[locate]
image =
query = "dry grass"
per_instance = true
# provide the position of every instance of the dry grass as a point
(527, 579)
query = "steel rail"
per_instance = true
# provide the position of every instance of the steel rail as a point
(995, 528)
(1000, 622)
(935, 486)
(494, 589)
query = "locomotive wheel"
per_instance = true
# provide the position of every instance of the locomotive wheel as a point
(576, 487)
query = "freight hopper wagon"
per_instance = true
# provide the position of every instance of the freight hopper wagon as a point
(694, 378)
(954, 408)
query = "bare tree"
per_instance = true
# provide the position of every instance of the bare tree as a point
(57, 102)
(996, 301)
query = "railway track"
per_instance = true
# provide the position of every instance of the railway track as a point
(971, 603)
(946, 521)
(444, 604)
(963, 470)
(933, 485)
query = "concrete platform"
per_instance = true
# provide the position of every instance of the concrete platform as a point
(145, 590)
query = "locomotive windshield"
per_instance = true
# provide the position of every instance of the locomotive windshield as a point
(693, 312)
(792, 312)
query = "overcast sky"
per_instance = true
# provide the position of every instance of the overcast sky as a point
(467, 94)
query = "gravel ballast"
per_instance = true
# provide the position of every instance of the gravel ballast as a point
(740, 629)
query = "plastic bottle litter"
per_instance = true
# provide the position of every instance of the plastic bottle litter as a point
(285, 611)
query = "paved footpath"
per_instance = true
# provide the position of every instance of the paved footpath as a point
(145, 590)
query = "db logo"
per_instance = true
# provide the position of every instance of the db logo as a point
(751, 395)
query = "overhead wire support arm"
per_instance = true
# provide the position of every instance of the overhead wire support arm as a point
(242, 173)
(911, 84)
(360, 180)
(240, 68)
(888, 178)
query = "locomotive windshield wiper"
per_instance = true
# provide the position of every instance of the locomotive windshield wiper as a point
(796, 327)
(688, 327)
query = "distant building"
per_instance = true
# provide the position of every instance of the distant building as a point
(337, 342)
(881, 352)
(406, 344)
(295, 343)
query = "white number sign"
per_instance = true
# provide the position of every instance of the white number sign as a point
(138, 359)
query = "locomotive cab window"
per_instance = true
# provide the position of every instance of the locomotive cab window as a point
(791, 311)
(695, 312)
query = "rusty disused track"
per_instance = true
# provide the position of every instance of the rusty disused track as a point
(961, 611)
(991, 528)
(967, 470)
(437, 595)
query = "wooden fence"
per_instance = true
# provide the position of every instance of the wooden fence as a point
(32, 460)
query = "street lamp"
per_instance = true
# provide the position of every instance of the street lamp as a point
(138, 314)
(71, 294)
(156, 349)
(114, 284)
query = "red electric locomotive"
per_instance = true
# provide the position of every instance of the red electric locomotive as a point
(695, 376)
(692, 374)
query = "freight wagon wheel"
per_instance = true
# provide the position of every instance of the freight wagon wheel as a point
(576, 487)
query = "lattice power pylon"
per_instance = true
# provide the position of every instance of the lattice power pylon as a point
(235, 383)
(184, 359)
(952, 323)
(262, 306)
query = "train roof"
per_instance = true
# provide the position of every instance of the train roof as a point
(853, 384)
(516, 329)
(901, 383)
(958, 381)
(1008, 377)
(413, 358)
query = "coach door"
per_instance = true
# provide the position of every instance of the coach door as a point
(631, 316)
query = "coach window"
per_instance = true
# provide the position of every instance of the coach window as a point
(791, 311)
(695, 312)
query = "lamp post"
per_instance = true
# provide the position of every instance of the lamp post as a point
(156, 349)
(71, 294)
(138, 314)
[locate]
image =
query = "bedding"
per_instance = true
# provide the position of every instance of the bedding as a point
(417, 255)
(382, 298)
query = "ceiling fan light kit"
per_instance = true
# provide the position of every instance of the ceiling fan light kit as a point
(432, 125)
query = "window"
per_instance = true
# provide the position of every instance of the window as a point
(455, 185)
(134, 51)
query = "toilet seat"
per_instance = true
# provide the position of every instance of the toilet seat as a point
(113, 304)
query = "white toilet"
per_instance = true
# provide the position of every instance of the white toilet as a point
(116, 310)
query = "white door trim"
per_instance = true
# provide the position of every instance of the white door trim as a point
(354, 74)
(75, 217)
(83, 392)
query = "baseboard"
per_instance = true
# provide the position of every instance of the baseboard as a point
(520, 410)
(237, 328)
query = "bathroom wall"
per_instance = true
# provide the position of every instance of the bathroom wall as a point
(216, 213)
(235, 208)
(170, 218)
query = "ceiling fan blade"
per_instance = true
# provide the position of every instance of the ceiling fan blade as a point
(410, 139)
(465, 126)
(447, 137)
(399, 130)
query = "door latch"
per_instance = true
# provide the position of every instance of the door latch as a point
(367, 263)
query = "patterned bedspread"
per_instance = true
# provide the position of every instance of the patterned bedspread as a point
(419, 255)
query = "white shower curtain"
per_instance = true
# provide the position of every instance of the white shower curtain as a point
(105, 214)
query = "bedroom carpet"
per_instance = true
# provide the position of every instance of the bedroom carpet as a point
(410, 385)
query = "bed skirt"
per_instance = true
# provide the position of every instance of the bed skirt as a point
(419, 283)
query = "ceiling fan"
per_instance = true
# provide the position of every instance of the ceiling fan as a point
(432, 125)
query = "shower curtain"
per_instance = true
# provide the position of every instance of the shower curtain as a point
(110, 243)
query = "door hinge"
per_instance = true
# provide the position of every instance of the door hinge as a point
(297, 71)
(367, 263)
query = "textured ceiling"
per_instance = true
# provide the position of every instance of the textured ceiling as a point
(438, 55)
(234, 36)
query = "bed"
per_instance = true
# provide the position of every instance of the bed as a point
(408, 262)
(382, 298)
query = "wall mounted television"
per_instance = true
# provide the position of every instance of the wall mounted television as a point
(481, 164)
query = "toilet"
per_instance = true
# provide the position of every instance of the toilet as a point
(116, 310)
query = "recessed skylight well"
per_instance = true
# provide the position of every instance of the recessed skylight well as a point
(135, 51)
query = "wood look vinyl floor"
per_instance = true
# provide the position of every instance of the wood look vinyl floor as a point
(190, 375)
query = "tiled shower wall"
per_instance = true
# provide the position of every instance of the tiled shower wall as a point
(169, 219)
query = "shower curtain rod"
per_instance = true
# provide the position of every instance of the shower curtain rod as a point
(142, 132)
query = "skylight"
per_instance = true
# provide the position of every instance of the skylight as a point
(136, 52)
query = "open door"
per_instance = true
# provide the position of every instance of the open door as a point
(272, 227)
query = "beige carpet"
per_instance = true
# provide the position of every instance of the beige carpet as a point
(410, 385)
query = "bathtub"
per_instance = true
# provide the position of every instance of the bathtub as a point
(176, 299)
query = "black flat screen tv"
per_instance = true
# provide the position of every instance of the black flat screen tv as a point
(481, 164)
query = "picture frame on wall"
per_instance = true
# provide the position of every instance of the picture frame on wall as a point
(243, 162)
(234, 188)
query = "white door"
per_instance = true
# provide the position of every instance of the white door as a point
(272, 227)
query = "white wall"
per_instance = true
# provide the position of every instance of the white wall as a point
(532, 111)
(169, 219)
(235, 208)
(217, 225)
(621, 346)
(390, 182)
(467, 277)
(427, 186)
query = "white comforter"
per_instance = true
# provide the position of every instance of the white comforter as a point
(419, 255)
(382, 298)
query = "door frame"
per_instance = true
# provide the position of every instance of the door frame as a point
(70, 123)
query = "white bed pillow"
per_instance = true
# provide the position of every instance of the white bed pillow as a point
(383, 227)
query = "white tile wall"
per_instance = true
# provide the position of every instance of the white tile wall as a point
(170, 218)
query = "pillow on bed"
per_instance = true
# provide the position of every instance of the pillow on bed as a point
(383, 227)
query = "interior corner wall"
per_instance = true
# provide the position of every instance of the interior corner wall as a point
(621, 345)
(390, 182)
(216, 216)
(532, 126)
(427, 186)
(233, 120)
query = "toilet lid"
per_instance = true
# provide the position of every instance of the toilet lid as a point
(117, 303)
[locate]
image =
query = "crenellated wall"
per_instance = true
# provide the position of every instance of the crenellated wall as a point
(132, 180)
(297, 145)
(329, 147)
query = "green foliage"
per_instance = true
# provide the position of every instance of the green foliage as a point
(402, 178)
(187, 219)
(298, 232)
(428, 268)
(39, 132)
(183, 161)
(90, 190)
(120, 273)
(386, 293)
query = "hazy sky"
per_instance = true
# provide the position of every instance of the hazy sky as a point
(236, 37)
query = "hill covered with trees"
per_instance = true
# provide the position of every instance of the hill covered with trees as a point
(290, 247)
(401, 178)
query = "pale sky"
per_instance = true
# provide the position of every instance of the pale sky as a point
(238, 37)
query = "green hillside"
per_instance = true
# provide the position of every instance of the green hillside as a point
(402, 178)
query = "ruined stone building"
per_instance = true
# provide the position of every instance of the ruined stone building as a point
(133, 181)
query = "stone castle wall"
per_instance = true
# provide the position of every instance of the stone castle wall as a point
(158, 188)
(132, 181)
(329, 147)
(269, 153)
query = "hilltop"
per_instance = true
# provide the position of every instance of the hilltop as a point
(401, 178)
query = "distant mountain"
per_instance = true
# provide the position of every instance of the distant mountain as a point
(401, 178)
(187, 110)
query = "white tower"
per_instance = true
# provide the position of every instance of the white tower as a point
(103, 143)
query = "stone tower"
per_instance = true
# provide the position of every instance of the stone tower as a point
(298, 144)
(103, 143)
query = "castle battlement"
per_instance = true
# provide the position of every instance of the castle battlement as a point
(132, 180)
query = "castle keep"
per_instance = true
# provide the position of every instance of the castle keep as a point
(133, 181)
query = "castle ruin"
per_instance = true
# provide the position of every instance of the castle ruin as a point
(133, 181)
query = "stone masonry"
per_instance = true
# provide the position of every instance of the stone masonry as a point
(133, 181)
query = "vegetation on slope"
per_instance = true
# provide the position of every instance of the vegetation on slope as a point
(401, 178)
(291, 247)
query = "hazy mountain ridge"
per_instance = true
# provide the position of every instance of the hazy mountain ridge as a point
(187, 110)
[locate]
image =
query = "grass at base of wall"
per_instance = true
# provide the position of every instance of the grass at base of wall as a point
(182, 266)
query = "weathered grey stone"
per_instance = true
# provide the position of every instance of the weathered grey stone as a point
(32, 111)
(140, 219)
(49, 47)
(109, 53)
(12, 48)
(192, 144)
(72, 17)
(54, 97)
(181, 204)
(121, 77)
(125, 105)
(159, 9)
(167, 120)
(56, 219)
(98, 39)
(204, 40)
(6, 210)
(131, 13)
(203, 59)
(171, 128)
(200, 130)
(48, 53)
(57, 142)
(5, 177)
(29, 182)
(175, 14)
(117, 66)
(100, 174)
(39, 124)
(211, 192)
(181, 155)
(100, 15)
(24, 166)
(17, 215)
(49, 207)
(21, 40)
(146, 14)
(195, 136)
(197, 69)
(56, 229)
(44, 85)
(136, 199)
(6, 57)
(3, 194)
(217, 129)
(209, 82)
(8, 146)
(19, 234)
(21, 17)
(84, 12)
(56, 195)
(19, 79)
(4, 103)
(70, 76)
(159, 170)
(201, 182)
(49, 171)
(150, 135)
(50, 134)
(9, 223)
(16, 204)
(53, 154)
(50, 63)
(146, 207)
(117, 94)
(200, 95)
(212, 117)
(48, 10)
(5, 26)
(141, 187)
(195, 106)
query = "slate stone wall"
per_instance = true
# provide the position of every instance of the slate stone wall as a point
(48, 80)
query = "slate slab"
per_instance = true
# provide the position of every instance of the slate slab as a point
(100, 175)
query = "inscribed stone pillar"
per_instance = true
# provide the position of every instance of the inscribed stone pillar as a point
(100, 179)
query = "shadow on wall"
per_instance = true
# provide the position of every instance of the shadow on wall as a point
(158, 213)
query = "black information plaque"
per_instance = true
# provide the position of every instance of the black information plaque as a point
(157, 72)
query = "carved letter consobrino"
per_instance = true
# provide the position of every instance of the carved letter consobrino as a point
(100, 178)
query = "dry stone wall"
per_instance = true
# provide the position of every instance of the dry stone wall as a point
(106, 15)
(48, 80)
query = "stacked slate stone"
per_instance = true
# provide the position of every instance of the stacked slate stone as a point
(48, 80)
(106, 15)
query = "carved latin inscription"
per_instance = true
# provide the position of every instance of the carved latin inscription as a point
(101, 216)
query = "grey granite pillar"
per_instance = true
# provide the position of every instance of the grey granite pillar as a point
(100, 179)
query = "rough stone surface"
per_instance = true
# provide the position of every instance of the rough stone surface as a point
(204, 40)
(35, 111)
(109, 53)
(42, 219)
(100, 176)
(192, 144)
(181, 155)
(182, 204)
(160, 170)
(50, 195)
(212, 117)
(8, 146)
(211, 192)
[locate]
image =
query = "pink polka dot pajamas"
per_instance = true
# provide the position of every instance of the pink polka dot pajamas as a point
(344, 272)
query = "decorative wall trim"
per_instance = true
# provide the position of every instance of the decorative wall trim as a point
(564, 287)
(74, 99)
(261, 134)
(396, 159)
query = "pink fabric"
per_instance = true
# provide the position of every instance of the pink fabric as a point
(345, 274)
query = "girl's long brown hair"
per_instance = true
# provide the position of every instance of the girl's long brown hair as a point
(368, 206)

..........

* **Exercise instructions**
Extract each line above that contains the word "bedspread", and match its case exactly.

* **Full response**
query = "patterned bedspread"
# provide the position of every instance of the patterned bedspread as a point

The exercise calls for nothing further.